── QUOTED PASSAGE ──

Appeal from the Appellate Court for the First District; heard in that court on appeal from the Circuit Court of Cook County, the Hon. Michael B. Bolan, Judge, presiding.

As Modified on Denial of Rehearing December 1, 1997.

Chief Justice Freeman delivered the opinion of the court.

The opinion of the court was delivered by: Freeman

CHIEF JUSTICE FREEMAN delivered the opinion of the court:

Following a jury trial in the circuit court of Cook County, defendant, Antonio Lowery, was convicted of first degree murder based on the commission of a felony (720 ILCS 5/9-1(a)(3) (West 1992)), attempted armed robbery (720 ILCS 5/18-1 (West 1992)) and two counts of armed robbery (720 ILCS 5/18-2 (West 1992)). The trial court sentenced defendant to 35 years' imprisonment for first degree murder, 20 years for each of the two armed robberies and 12 years for attempted armed robbery, to be served concurrently. On appeal, the appellate court reversed defendant's conviction and vacated his sentence for felony murder, holding that there was insufficient evidence to support defendant's conviction. 281 Ill. App. 3d 706, 713, 666 N.E.2d 834, 217 Ill. Dec. 165. We granted the State's petition for leave to appeal (155 Ill. 2d R. 315(a)) and now reverse the judgment of the appellate court.


On March 20, 1993, defendant was arrested and charged with two counts of armed robbery and one count of attempt armed robbery of Maurice Moore, Marlon Moore, and Robert Thomas. Defendant was also charged with the murder of Norma Sargent. In his statement to the police officers, defendant explained that he and his companion, "Capone," planned to rob Maurice, Marlon, and Robert. As Maurice, Marlon, and Robert walked along Leland Avenue in Chicago, defendant approached them, pulled out a gun and forced Maurice into an alley. Capone remained on the sidewalk with Robert and Marlon. Once in the alley, defendant demanded Maurice's money. Maurice grabbed defendant's gun and a struggle ensued. Meanwhile, Capone fled with Robert in pursuit. Marlon ran into the alley and began hitting defendant with his fists. As defendant struggled with Maurice and Marlon, the gun discharged. The three continued to struggle onto Leland Avenue. Upon pushing Maurice down, defendant noticed that Maurice now had the gun. Defendant then ran from the place of the struggle to the corner of Leland and Magnolia Avenues, where he saw two women walking. As he ran, he heard gunshots and one of the women scream.

Defendant continued to run, and in an apparent attempt at disguise, he turned the Bulls jacket which he was wearing inside-out. He was subsequently apprehended by the police and transported to the scene of the shooting, where Maurice identified him as the man who had tried to rob him.

At the conclusion of testimony and arguments, the jury found defendant guilty of first degree murder under the felony-murder doctrine, two counts of armed robbery, and one count of attempted armed robbery. The appellate court reversed, holding that there was insufficient evidence to sustain a conviction for felony murder and remanded the cause for resentencing on defendant's armed robbery and attempted armed robbery convictions. 281 Ill. App. 3d at 713.

───

**TASK REQUIREMENTS:**
1. According to the court opinion, what prison sentence did the trial court impose on the defendant for first degree murder?
2. Rewrite the paragraph of the court opinion that begins "Defendant continued to run" in fewer words, keeping its main facts.
3. Write the next part of the court opinion, picking up after its final sentence.

── INFORMATION GIVEN ──

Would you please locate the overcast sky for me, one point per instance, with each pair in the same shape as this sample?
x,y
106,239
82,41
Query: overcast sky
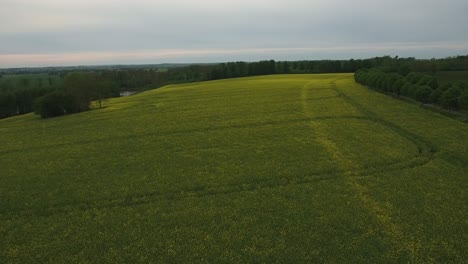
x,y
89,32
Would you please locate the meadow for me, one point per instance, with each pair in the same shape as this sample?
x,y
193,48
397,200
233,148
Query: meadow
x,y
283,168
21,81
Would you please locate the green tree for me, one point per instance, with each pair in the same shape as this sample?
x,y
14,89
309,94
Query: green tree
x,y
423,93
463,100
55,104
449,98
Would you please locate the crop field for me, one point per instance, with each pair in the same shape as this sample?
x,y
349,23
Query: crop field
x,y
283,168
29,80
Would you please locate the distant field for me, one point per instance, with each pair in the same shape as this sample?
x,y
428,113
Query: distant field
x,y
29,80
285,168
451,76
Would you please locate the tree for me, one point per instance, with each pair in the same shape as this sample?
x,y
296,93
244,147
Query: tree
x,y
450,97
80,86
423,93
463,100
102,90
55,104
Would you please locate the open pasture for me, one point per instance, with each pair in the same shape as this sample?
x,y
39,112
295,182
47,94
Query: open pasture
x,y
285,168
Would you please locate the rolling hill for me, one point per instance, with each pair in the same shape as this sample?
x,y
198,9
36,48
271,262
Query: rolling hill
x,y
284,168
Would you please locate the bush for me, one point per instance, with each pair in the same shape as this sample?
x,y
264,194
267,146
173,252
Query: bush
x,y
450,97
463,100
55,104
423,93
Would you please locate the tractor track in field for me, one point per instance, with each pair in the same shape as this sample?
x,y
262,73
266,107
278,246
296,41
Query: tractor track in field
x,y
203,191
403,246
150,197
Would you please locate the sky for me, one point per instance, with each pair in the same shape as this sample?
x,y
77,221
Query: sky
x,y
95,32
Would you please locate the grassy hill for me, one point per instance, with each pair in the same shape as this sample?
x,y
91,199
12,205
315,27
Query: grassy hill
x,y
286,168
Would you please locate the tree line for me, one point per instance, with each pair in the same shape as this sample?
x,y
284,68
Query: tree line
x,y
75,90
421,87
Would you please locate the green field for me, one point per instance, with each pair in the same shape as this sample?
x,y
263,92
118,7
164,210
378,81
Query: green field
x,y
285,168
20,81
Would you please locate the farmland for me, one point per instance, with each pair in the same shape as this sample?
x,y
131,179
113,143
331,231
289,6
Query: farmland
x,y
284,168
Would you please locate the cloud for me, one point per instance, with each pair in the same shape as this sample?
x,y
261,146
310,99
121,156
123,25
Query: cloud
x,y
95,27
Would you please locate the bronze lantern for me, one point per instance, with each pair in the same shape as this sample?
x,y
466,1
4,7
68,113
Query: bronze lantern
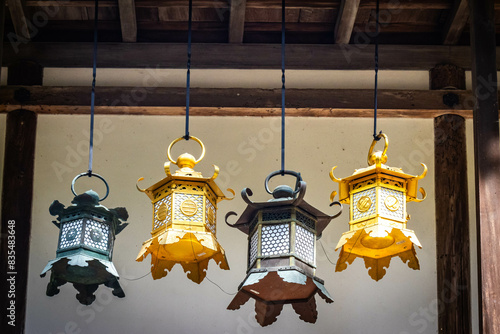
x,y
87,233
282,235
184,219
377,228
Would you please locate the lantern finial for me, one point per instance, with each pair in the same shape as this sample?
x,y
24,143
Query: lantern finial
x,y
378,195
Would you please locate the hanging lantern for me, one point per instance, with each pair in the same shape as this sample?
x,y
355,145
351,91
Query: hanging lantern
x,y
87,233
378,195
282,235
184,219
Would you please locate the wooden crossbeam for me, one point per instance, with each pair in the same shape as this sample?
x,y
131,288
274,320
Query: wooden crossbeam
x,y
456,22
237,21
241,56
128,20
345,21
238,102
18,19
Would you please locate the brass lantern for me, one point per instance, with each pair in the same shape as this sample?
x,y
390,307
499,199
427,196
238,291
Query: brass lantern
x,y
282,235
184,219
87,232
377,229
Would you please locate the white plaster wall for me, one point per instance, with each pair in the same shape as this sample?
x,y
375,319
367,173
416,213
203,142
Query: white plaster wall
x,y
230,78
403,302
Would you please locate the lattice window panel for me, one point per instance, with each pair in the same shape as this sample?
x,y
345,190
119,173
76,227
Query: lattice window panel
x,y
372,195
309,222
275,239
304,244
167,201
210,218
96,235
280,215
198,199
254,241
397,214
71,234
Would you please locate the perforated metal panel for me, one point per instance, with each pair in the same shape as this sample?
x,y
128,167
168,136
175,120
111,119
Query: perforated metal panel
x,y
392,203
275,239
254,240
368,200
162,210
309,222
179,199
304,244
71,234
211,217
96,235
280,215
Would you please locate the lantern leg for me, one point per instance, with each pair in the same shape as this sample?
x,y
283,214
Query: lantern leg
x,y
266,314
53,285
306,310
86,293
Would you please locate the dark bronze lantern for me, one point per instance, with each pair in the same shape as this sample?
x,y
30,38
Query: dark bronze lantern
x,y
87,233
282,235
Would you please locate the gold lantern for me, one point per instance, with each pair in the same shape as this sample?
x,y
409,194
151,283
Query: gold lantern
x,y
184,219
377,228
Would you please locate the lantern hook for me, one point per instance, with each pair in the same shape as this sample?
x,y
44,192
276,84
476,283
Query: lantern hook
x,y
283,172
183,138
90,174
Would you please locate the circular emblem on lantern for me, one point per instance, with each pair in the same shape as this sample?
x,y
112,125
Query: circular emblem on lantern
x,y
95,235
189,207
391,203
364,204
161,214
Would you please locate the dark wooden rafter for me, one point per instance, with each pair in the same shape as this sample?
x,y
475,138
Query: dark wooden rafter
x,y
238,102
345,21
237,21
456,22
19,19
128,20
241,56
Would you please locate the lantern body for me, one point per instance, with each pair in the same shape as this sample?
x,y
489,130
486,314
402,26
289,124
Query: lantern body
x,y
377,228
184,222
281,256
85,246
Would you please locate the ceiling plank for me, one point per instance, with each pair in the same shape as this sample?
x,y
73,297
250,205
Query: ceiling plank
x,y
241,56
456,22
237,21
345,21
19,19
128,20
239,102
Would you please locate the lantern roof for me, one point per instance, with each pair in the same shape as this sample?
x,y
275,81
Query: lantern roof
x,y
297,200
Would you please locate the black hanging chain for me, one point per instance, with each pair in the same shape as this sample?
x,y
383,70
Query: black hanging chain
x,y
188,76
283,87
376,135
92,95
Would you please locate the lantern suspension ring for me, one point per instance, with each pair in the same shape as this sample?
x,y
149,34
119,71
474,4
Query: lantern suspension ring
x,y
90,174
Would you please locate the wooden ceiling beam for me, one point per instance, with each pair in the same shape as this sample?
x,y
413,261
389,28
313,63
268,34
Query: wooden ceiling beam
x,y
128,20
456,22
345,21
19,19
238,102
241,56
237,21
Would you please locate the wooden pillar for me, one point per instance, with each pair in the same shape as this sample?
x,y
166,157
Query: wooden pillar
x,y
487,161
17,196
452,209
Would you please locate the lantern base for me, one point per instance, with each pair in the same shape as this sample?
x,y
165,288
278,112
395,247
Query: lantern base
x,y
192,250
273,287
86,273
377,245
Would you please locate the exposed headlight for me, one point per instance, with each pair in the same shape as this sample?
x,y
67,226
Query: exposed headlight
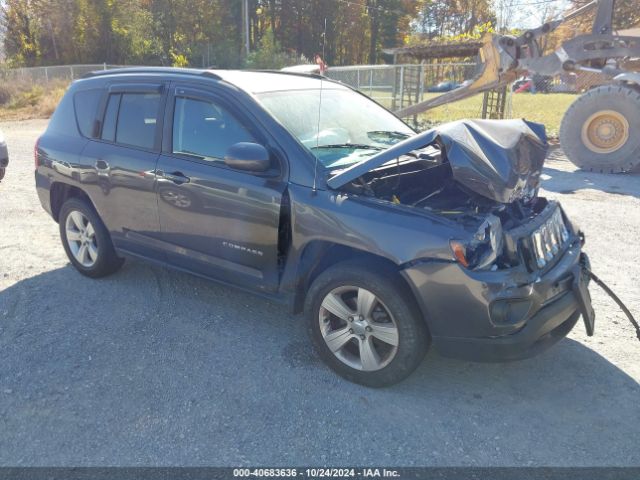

───

**PER-TASK ANSWERS:**
1. 35 years' imprisonment.

2. Still running, the defendant turned his Bulls jacket inside-out, apparently to disguise himself. Police later caught him and took him to the scene of the shooting, where Maurice identified him as the man who had tried to rob him.

3.
At issue in this appeal is whether the felony-murder rule applies where the intended victim of an underlying felony, as opposed to the defendant or his accomplice, fired the fatal shot which killed an innocent bystander. To answer this question, it is necessary to discuss the theories of liability upon which a felony-murder conviction may be based. The two theories of liability are proximate cause and agency.

In considering the applicability of the felony-murder rule where the murder is committed by someone resisting the felony, Illinois follows the "proximate cause theory." Under this theory, liability attaches under the felony-murder rule for any death proximately resulting from the unlawful activity-notwithstanding the fact that the killing was by one resisting the crime.

People v. Payne, 359 Ill. 246, 194 N.E. 539 (1935), is exemplary of Illinois' first application of the proximate cause theory. In Payne, the armed robbers approached the home of two brothers. One of the brothers fired a gun, attempting to prevent the robbery, and one of the robbers also fired. The second brother was killed by the gunfire, but it could not be determined whether his brother or the robber fired the fatal shot. The court found this fact to be immaterial and confirmed the defendant's murder conviction, stating:

"It reasonably might be anticipated that an attempted robbery would meet with resistance, during which the victim might be shot either by himself or someone else in attempting to prevent the robbery, and those attempting to perpetrate the robbery would be guilty of murder." Payne, 359 Ill. at 255.

More recently, this court followed the reasoning of Payne in People v. Hickman, 59 Ill. 2d 89, 319 N.E.2d 511 (1974). In Hickman, a police officer killed another police officer while attempting to apprehend cofelons fleeing from the scene of a burglary. This court held that the shot that killed the police officer was in opposition to the escape of the fleeing burglars and was a direct and foreseeable consequence of defendant's actions. Hickman, 59 Ill. 2d at 94. See also State v. Moore, 580 S.W.2d 747 (Mo. 1979); Johnson v. State, 386 P.2d 336 (Okla. 1963).

Alternatively, the majority of jurisdictions employ an agency theory of liability. Under this theory, "the doctrine of felony murder does not extend to a killing, although growing out of the commission of the felony, if directly attributable to the act of one other than the defendant or those associated with him in the unlawful enterprise." State v. Canola, 73 N.J. 206, 211-12, 374 A.2d 20, 23 (1977); see Campbell v. State, 293 Md. 438, 440, 444 A.2d 1034, 1041 (1982); Commonwealth v. Balliro, 349 Mass. 505, 512, 209 N.E.2d 308, 312; People v. Wood, 8 N.Y.2d 48, 167 N.E.2d 736, 201 N.Y.S.2d 328 (1960); Commonwealth ex rel. Smith v. Myers, 438 Pa. 218, 261 A.2d 550 (1970). Thus, under the agency theory, the felony-murder rule is inapplicable where the killing is done by one resisting the felony.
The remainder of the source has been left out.